## EXTRACTED TEXT

Mayo: Comerica's Tuesday meeting should be a watershed event

Life is likely to go on, for Wall Street, regardless of the Brexit vote.

CLSA banking analyst Mike Mayo said he's not sweating the Brexit, and he think Wall Street will fare just fine, even if the recent trend of markets expecting U.K. voters will opt to remain in the European Union comes to fruition later this week.

"As bad as Brexit would be, it's not life-ending," Mayo told CNBC Monday afternoon. However, "it would increase the cost, complexity and friction" for U.S. banks operating overseas, he added.

But banks could have some work to do if U.K. voters opt to leave the EU. U.S. banks, for instance, are expected to shed thousands of employees if the "leave" vote prevails.

Mayo said he expects big banks to relocate staffers to places like Paris and Frankfurt in the event of UK voters favoring Brexit. However, he thinks Wall Street has bigger concerns — like stress test results, which will come over the next two weeks.

## SUPPLIED ENTRIES
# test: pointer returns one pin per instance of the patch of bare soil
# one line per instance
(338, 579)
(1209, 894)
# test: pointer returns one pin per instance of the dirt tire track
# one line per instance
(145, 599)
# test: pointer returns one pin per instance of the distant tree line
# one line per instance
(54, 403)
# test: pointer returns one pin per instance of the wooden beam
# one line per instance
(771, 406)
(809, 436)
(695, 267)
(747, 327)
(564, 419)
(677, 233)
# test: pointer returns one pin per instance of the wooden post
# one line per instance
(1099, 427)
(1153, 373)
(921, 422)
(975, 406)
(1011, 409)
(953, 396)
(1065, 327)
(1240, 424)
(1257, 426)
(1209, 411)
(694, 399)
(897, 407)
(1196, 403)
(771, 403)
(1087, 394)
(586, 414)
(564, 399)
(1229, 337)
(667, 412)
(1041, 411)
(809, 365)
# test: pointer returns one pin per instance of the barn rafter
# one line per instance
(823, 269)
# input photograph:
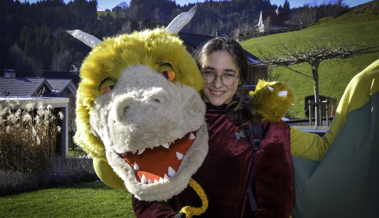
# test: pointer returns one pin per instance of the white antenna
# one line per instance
(181, 20)
(88, 39)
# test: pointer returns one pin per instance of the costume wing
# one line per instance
(346, 182)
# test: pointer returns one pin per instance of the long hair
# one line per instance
(240, 111)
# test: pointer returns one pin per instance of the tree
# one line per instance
(314, 56)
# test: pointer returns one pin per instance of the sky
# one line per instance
(109, 4)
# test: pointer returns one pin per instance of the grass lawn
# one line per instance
(334, 75)
(93, 199)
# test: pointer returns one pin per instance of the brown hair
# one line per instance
(240, 111)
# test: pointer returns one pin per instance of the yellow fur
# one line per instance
(269, 104)
(115, 54)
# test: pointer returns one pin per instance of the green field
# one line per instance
(356, 26)
(78, 200)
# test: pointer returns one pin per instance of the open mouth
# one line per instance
(160, 163)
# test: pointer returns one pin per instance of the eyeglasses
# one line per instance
(227, 79)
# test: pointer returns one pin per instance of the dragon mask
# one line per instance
(139, 109)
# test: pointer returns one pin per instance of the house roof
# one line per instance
(59, 85)
(21, 86)
(275, 19)
(196, 40)
(62, 75)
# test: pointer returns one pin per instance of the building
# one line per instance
(272, 20)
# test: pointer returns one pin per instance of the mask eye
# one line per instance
(107, 85)
(169, 75)
(107, 89)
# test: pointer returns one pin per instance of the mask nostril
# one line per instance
(125, 108)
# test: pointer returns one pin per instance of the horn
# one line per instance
(88, 39)
(181, 20)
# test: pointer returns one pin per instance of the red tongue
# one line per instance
(154, 163)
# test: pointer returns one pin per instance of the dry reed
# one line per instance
(27, 137)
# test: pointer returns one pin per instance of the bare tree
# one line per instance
(267, 24)
(314, 56)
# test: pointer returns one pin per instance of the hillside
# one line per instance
(359, 24)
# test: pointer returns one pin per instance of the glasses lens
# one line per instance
(227, 79)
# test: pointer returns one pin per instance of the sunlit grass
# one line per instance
(334, 75)
(78, 200)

## STATED TASK
In the Brexit article, where does Mayo expect big banks to move staffers if U.K. voters favor Brexit? The listing has no connection to the Brexit article.

## RESULT OF THIS EXERCISE
To places like Paris and Frankfurt.